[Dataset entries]
···
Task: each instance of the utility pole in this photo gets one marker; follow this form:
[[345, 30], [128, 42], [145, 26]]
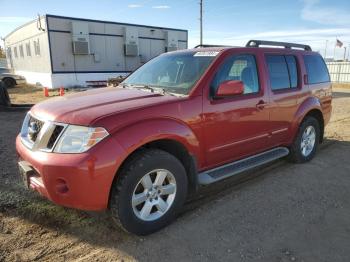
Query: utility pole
[[201, 21], [344, 53], [325, 50]]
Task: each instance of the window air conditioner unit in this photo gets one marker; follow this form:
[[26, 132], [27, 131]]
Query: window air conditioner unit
[[81, 45]]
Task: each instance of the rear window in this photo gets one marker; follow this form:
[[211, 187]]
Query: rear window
···
## [What is required]
Arrange the lines from the beginning of the rows through the line holding "[[201, 21], [344, 53], [325, 50]]", inclusive, as a Markdown table with a "No." column for the line number and a "Line" column for its text, leaving out blank lines. Do not include the pictures.

## [Solution to the exercise]
| No. | Line |
|---|---|
| 1 | Task: each instance of the utility pole in this photo gets one marker; follow this form: |
| 2 | [[345, 30], [128, 42], [145, 26]] |
| 3 | Query: utility pole |
| 4 | [[201, 21], [344, 53], [325, 50]] |